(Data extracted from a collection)
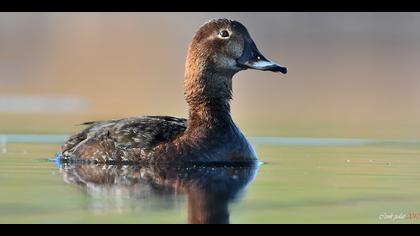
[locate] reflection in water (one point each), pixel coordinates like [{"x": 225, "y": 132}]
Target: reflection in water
[{"x": 208, "y": 190}]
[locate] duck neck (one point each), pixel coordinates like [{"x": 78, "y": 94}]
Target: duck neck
[{"x": 208, "y": 94}]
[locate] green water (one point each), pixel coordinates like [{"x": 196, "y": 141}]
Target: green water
[{"x": 299, "y": 183}]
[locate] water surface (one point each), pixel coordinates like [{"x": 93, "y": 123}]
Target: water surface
[{"x": 312, "y": 180}]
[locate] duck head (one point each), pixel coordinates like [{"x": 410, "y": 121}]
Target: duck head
[
  {"x": 225, "y": 46},
  {"x": 219, "y": 49}
]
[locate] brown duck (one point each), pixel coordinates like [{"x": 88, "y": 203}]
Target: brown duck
[{"x": 219, "y": 49}]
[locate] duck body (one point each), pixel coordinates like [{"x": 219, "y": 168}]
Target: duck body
[
  {"x": 219, "y": 49},
  {"x": 157, "y": 139}
]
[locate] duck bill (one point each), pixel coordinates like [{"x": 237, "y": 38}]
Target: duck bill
[{"x": 252, "y": 58}]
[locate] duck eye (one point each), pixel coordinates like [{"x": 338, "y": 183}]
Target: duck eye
[{"x": 224, "y": 34}]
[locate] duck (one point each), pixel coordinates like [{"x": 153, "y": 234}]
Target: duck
[
  {"x": 208, "y": 191},
  {"x": 218, "y": 51}
]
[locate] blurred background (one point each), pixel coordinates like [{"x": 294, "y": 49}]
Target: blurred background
[{"x": 350, "y": 74}]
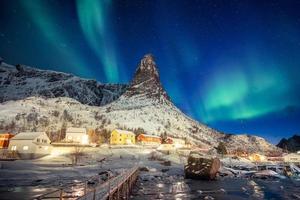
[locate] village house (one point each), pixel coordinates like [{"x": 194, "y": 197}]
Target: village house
[
  {"x": 4, "y": 140},
  {"x": 149, "y": 139},
  {"x": 121, "y": 137},
  {"x": 178, "y": 143},
  {"x": 292, "y": 158},
  {"x": 29, "y": 145},
  {"x": 77, "y": 135}
]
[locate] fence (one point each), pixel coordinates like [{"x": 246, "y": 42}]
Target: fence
[{"x": 114, "y": 188}]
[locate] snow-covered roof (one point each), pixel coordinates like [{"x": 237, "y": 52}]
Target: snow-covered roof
[
  {"x": 27, "y": 135},
  {"x": 76, "y": 130},
  {"x": 124, "y": 132}
]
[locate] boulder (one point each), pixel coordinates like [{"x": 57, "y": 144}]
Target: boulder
[{"x": 201, "y": 167}]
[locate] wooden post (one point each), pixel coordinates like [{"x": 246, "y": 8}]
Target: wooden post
[
  {"x": 60, "y": 194},
  {"x": 94, "y": 195},
  {"x": 85, "y": 187}
]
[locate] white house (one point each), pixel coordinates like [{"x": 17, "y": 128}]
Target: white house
[
  {"x": 292, "y": 157},
  {"x": 77, "y": 135},
  {"x": 30, "y": 145}
]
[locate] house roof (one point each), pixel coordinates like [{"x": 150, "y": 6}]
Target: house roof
[
  {"x": 148, "y": 135},
  {"x": 76, "y": 130},
  {"x": 124, "y": 132},
  {"x": 27, "y": 135}
]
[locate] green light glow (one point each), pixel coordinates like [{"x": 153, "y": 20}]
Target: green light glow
[
  {"x": 93, "y": 20},
  {"x": 237, "y": 94},
  {"x": 44, "y": 19}
]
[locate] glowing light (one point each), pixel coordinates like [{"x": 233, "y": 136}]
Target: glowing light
[
  {"x": 237, "y": 94},
  {"x": 95, "y": 25},
  {"x": 85, "y": 139},
  {"x": 42, "y": 17}
]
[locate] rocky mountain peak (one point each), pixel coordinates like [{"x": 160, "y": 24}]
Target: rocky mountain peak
[{"x": 146, "y": 80}]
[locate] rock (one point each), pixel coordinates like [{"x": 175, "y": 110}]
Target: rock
[
  {"x": 208, "y": 198},
  {"x": 144, "y": 169},
  {"x": 165, "y": 170},
  {"x": 201, "y": 167}
]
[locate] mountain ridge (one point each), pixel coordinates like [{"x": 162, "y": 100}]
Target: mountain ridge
[{"x": 143, "y": 104}]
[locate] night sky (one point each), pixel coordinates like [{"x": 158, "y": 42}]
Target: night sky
[{"x": 234, "y": 65}]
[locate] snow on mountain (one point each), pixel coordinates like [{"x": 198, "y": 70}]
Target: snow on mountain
[
  {"x": 144, "y": 104},
  {"x": 19, "y": 82}
]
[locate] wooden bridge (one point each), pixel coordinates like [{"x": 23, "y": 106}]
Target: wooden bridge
[{"x": 118, "y": 187}]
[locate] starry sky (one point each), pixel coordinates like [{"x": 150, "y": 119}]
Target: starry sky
[{"x": 233, "y": 65}]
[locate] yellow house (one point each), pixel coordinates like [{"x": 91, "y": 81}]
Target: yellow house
[{"x": 122, "y": 137}]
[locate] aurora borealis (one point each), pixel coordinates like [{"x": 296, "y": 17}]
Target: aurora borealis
[{"x": 233, "y": 65}]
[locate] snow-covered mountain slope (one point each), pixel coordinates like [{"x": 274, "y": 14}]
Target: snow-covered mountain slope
[
  {"x": 19, "y": 82},
  {"x": 144, "y": 104}
]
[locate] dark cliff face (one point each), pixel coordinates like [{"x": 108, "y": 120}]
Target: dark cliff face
[
  {"x": 21, "y": 82},
  {"x": 146, "y": 81},
  {"x": 291, "y": 144}
]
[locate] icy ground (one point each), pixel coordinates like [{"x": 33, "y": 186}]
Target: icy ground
[{"x": 35, "y": 177}]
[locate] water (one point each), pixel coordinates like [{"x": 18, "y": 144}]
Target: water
[{"x": 225, "y": 188}]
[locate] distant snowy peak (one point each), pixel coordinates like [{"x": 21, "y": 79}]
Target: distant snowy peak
[
  {"x": 19, "y": 82},
  {"x": 146, "y": 81}
]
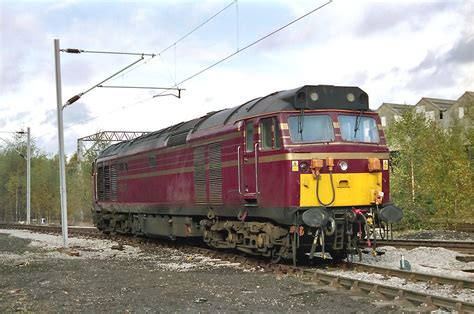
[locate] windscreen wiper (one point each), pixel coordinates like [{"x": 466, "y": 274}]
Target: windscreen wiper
[{"x": 358, "y": 119}]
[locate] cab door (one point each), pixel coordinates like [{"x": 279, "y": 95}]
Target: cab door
[{"x": 249, "y": 162}]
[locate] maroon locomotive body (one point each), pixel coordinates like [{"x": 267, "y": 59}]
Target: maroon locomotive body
[{"x": 284, "y": 175}]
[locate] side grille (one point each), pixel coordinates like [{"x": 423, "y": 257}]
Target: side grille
[
  {"x": 113, "y": 182},
  {"x": 215, "y": 174},
  {"x": 107, "y": 183},
  {"x": 100, "y": 183},
  {"x": 199, "y": 175}
]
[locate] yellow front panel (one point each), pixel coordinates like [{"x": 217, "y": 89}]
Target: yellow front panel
[{"x": 352, "y": 189}]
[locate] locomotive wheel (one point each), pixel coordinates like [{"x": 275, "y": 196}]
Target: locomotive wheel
[
  {"x": 338, "y": 256},
  {"x": 276, "y": 254},
  {"x": 275, "y": 257}
]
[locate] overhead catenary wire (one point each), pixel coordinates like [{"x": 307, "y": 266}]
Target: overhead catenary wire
[
  {"x": 206, "y": 68},
  {"x": 248, "y": 46}
]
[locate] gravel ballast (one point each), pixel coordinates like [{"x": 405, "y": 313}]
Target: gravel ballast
[{"x": 37, "y": 275}]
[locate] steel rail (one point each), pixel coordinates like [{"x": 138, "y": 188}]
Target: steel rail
[
  {"x": 458, "y": 283},
  {"x": 394, "y": 293},
  {"x": 460, "y": 246}
]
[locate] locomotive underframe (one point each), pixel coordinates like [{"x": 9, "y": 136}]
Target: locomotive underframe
[{"x": 249, "y": 234}]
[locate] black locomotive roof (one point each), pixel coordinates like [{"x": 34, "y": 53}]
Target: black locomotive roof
[{"x": 307, "y": 97}]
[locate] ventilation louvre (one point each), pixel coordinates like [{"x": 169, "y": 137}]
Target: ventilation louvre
[
  {"x": 199, "y": 176},
  {"x": 215, "y": 174}
]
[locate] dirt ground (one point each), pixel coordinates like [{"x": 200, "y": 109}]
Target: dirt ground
[{"x": 38, "y": 278}]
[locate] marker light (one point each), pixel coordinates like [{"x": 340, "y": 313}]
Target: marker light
[
  {"x": 343, "y": 165},
  {"x": 350, "y": 97},
  {"x": 304, "y": 167}
]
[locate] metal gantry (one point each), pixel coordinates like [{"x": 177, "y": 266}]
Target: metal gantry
[{"x": 105, "y": 136}]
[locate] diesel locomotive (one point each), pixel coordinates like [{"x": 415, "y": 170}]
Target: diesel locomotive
[{"x": 282, "y": 176}]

### Your task
Only the lines from the one containing "[locate] overhead catenary" through the last line of the records are to be set down, exactly as they appear.

### Completed exercise
[locate] overhead catenary wire (one point each), pixel coordinates like [{"x": 307, "y": 266}]
Target: overhead catenary wire
[
  {"x": 206, "y": 68},
  {"x": 248, "y": 46}
]
[locate] gravel ballast (one point each), pixel coordinates like [{"x": 405, "y": 313}]
Target: gravel ballast
[{"x": 37, "y": 275}]
[locate] steel rail (one point each), pixel coordinates like [{"x": 138, "y": 188}]
Target: steel rail
[
  {"x": 458, "y": 283},
  {"x": 394, "y": 293},
  {"x": 460, "y": 246}
]
[locate] locomotive underframe (one point each), pixel coordinates like [{"x": 9, "y": 136}]
Target: locomotive underframe
[{"x": 249, "y": 234}]
[locate] black locomotive roof (one point each), pixel coordinates like [{"x": 34, "y": 53}]
Target: black locomotive roof
[{"x": 307, "y": 97}]
[locate] ventilation louvre (one point each), pixel coordinates like [{"x": 169, "y": 137}]
Target: ventilation louvre
[
  {"x": 199, "y": 176},
  {"x": 215, "y": 174}
]
[locate] dirt ground (one point each), pixel coordinates like [{"x": 200, "y": 109}]
Target: dirt ground
[{"x": 38, "y": 278}]
[locate] marker light (one point each), pixel coordinates like [{"x": 340, "y": 313}]
Target: marker light
[
  {"x": 343, "y": 165},
  {"x": 350, "y": 97},
  {"x": 304, "y": 167}
]
[locate] metal gantry (one point each), pixel coordinates like [{"x": 177, "y": 266}]
Target: metal gantry
[{"x": 105, "y": 136}]
[locate] diesel locomotive (one point each), pixel coordinates like [{"x": 415, "y": 170}]
Target: diesel locomotive
[{"x": 282, "y": 176}]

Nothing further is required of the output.